- [What is being asked]: Tally how many lines in the data hold the word "photo", and give the result with no other text.

- [Stored data entries]:
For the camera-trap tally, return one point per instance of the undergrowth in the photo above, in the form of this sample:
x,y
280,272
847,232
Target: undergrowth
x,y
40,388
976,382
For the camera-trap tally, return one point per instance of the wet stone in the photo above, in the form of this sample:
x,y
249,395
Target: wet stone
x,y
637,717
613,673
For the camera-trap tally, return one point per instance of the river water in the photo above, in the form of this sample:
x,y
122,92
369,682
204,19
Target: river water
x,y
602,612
---
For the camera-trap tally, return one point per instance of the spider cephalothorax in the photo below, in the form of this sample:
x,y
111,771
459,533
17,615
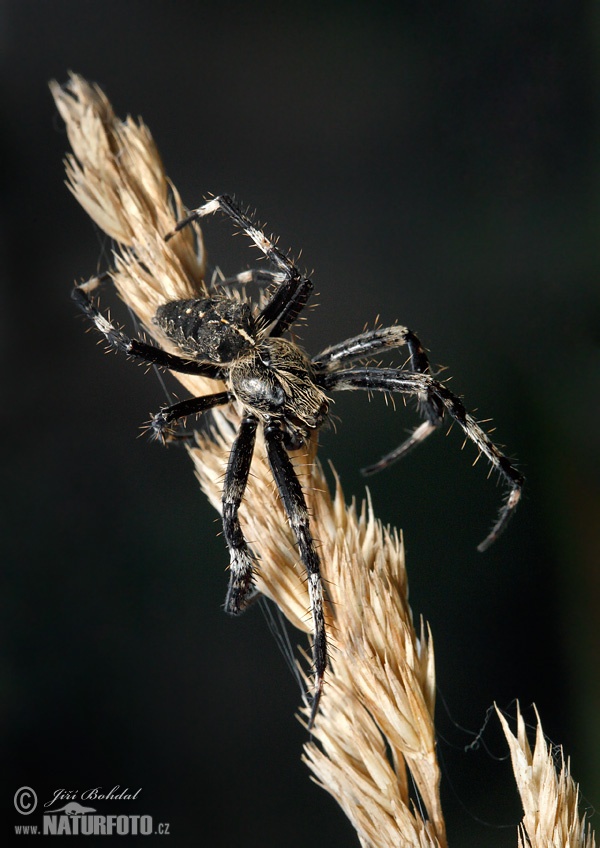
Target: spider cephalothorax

- [Completed task]: 4